• **Information provided**:
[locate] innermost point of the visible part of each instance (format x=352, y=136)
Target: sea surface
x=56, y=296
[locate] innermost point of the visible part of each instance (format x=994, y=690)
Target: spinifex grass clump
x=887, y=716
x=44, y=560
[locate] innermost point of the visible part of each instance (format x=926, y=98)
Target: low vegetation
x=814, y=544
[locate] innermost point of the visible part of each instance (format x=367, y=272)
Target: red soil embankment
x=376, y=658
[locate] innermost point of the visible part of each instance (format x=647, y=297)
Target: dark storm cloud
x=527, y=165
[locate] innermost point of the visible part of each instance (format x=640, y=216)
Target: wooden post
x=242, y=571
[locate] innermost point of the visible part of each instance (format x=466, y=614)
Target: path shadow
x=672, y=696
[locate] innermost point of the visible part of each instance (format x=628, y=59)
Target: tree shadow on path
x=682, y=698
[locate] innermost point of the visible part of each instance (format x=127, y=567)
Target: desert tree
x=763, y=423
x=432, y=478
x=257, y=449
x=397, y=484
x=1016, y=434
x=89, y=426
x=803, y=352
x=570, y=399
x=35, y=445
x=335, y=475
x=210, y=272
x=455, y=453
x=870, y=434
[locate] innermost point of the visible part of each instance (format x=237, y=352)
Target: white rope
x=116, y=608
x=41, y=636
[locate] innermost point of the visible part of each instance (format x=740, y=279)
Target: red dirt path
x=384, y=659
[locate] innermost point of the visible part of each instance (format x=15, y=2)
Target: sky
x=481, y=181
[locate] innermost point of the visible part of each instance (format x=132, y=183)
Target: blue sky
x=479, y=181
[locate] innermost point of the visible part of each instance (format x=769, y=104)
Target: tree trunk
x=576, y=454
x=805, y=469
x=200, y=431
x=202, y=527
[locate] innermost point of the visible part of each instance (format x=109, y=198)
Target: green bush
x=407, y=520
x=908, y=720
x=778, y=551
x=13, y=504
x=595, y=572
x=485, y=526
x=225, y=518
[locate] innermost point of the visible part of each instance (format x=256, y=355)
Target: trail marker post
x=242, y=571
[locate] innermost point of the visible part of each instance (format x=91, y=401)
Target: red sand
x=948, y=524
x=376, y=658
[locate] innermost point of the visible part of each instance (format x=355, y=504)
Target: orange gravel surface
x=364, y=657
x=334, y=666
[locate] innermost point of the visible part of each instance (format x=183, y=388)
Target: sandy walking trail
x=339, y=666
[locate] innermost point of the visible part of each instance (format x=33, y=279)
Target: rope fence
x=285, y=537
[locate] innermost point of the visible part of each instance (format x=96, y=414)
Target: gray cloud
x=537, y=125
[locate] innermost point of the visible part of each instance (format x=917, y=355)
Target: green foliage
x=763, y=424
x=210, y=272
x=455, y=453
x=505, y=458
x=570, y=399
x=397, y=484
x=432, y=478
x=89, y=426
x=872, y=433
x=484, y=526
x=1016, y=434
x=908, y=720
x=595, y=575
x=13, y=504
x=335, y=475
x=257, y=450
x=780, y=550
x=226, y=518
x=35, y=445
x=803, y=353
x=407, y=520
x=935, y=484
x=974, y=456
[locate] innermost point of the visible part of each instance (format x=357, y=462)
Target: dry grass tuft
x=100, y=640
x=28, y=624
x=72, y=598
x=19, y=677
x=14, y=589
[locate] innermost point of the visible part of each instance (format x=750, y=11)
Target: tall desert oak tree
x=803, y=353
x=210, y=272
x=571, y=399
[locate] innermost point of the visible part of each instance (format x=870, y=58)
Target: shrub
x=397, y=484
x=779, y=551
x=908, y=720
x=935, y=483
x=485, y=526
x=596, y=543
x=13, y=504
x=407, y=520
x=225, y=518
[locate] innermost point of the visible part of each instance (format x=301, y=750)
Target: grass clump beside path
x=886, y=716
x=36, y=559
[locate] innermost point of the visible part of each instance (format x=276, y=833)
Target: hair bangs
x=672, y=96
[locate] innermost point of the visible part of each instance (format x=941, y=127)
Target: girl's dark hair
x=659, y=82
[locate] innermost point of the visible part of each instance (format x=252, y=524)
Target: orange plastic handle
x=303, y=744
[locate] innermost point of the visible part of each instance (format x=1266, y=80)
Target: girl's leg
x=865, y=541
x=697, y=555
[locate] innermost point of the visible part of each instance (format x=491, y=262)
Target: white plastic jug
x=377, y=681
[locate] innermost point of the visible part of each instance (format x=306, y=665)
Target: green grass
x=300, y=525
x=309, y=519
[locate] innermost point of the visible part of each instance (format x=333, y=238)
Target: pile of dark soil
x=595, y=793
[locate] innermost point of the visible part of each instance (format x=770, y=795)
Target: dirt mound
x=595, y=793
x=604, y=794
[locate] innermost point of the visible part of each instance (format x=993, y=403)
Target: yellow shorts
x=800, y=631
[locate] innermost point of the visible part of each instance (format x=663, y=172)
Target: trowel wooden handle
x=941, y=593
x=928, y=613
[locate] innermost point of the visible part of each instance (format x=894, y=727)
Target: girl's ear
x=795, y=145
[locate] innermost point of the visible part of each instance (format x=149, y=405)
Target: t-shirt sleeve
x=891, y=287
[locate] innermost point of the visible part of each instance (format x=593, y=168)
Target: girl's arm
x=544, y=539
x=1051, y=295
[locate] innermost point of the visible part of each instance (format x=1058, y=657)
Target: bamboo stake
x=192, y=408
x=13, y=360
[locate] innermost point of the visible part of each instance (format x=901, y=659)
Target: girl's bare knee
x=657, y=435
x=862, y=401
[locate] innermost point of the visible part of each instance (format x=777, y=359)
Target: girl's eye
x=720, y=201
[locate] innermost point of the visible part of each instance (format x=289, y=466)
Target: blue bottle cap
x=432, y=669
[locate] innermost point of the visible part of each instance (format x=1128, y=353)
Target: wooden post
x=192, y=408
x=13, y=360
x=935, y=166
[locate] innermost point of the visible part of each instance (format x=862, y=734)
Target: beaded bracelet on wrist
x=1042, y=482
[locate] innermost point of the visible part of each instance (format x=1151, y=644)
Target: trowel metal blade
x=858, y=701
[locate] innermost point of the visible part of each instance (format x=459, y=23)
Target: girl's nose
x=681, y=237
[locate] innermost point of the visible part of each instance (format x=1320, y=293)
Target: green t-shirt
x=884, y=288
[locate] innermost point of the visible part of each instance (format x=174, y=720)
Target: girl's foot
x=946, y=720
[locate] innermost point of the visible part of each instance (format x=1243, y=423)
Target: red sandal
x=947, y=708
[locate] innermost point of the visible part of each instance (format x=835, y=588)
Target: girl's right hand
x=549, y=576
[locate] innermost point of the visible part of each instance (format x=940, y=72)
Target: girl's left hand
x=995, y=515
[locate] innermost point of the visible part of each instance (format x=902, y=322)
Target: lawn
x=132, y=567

• **Exercise**: Each record above is to be reproduced word for word.

• **Answer for this exercise**:
[locate] innermost point of the visible part of each instance (format x=352, y=136)
Target: sea surface
x=56, y=296
[locate] innermost point of the visible part of each instance (format x=994, y=690)
Target: spinifex grass clump
x=887, y=716
x=44, y=560
[locate] innermost point of the visible part of each instance (format x=926, y=98)
Target: low vegetation
x=814, y=544
[locate] innermost point of the visible part of each instance (format x=367, y=272)
Target: red soil embankment
x=376, y=658
[locate] innermost point of the visible part of each instance (format x=647, y=297)
Target: dark storm cloud
x=527, y=165
[locate] innermost point of the visible part of each instance (format x=640, y=216)
Target: wooden post
x=242, y=571
[locate] innermost point of the visible part of each instance (format x=466, y=614)
Target: path shadow
x=672, y=696
[locate] innermost point of the visible part of each instance (format x=628, y=59)
Target: tree shadow on path
x=682, y=698
[locate] innermost point of the visible part of each instance (format x=127, y=567)
Target: desert tree
x=763, y=423
x=432, y=478
x=257, y=449
x=397, y=484
x=1016, y=434
x=89, y=426
x=803, y=352
x=570, y=399
x=35, y=445
x=335, y=475
x=210, y=272
x=455, y=453
x=870, y=434
[locate] innermost point of the visible part of each instance (format x=237, y=352)
Target: white rope
x=116, y=608
x=41, y=636
[locate] innermost point of the visible part of each instance (format x=740, y=279)
Target: red dirt path
x=384, y=659
[locate] innermost point of the visible part of each instance (format x=15, y=2)
Target: sky
x=481, y=181
[locate] innermost point of the visible part of each instance (format x=132, y=183)
Target: blue sky
x=479, y=181
[locate] innermost point of the visible part of each instance (format x=769, y=104)
Target: tree trunk
x=576, y=454
x=805, y=469
x=200, y=431
x=202, y=527
[locate] innermost point of the visible part of each instance (format x=109, y=198)
Target: green bush
x=407, y=520
x=908, y=720
x=778, y=551
x=13, y=504
x=595, y=572
x=485, y=526
x=225, y=518
[locate] innermost point of the visible part of each instance (format x=256, y=355)
Target: trail marker post
x=242, y=571
[locate] innermost point of the visible part of each instance (format x=91, y=401)
Target: red sand
x=948, y=524
x=376, y=658
[locate] innermost point of the visible part of each instance (format x=355, y=504)
Target: orange gravel surface
x=364, y=657
x=334, y=666
[locate] innermost point of the visible part of each instance (format x=183, y=388)
Target: sandy walking trail
x=339, y=666
[locate] innermost point of the visible part of each instance (format x=33, y=279)
Target: rope fence
x=285, y=537
[locate] innermost point of the visible part of each instance (format x=96, y=414)
Target: gray cloud
x=537, y=125
[locate] innermost point of the visible part of each instance (format x=917, y=355)
Target: green foliage
x=763, y=424
x=210, y=272
x=455, y=453
x=505, y=458
x=570, y=399
x=397, y=484
x=432, y=478
x=89, y=426
x=872, y=433
x=484, y=526
x=1016, y=434
x=908, y=720
x=595, y=575
x=13, y=504
x=335, y=475
x=257, y=450
x=780, y=550
x=226, y=518
x=35, y=445
x=803, y=353
x=407, y=520
x=935, y=484
x=974, y=456
[locate] innermost point of the visible part of each instance (format x=357, y=462)
Target: dry grass tuft
x=100, y=640
x=28, y=624
x=72, y=598
x=19, y=677
x=14, y=589
[locate] innermost point of the visible part of each instance (format x=750, y=11)
Target: tall desert oak tree
x=803, y=353
x=210, y=272
x=571, y=399
[locate] innermost point of the visible part of each instance (format x=870, y=58)
Target: shrub
x=397, y=484
x=779, y=551
x=908, y=720
x=935, y=483
x=485, y=526
x=596, y=543
x=13, y=504
x=407, y=520
x=225, y=518
[locate] innermost point of the visible part of each instance (format x=301, y=750)
Target: grass clump beside path
x=886, y=716
x=36, y=559
[locate] innermost point of the visible part of each instance (format x=276, y=833)
Target: hair bangs
x=672, y=96
[locate] innermost point of the visible part of each instance (format x=941, y=127)
Target: girl's dark hair
x=659, y=82
[locate] innermost point of the visible part of each instance (format x=252, y=524)
Target: orange plastic handle
x=303, y=744
[locate] innermost point of the visible part of each instance (format x=1266, y=80)
Target: girl's leg
x=865, y=541
x=697, y=555
[locate] innermost point of the visible part of each instance (format x=491, y=262)
Target: white plastic jug
x=377, y=681
[locate] innermost point of the visible part of each instance (format x=306, y=665)
Target: green grass
x=300, y=525
x=309, y=519
[locate] innermost point of the visible part of each instance (format x=333, y=238)
Target: pile of dark soil
x=595, y=793
[locate] innermost point of the visible part of each instance (format x=770, y=795)
Target: dirt mound
x=595, y=793
x=604, y=794
[locate] innermost point of the visible part of each instance (format x=993, y=403)
Target: yellow shorts
x=800, y=631
[locate] innermost point of the visible part of each instance (format x=663, y=172)
Target: trowel wooden handle
x=941, y=593
x=928, y=613
[locate] innermost point of the visible part of each instance (format x=894, y=727)
Target: girl's ear
x=795, y=145
[locate] innermost point of the visible part of each instance (format x=149, y=405)
Target: t-shirt sleeve
x=891, y=287
[locate] innermost point of the visible part of each instance (format x=593, y=168)
Target: girl's arm
x=544, y=539
x=1051, y=295
[locate] innermost point of the visible part of each instance (format x=1058, y=657)
Target: bamboo stake
x=192, y=408
x=13, y=360
[locate] innermost point of the visible part of each instance (format x=901, y=659)
Target: girl's bare knee
x=657, y=435
x=862, y=401
[locate] innermost point of the visible part of each instance (format x=777, y=359)
Target: girl's eye
x=720, y=201
[locate] innermost point of the visible part of each instance (format x=289, y=466)
Target: blue bottle cap
x=432, y=669
[locate] innermost point of the visible part of each instance (format x=1128, y=353)
Target: wooden post
x=192, y=408
x=13, y=360
x=935, y=166
[locate] innermost point of the visible part of each instance (format x=862, y=734)
Target: beaded bracelet on wrist
x=1042, y=482
[locate] innermost point of the visible part of each instance (format x=1151, y=644)
Target: trowel metal blade
x=858, y=701
[locate] innermost point of the visible part of each instance (format x=459, y=23)
Target: girl's nose
x=681, y=237
[locate] innermost point of the visible part of each instance (format x=1320, y=293)
Target: green t-shirt
x=884, y=288
[locate] innermost point of the visible part of each instance (format x=174, y=720)
Target: girl's foot
x=946, y=720
[locate] innermost point of the visible part of each instance (format x=1243, y=423)
Target: red sandal
x=947, y=708
[locate] innermost point of the visible part of each instance (format x=835, y=588)
Target: girl's right hand
x=549, y=576
[locate] innermost point of the visible part of each instance (format x=940, y=72)
Target: girl's left hand
x=995, y=515
[locate] innermost point of the visible part of each instance (format x=902, y=322)
Target: lawn
x=132, y=567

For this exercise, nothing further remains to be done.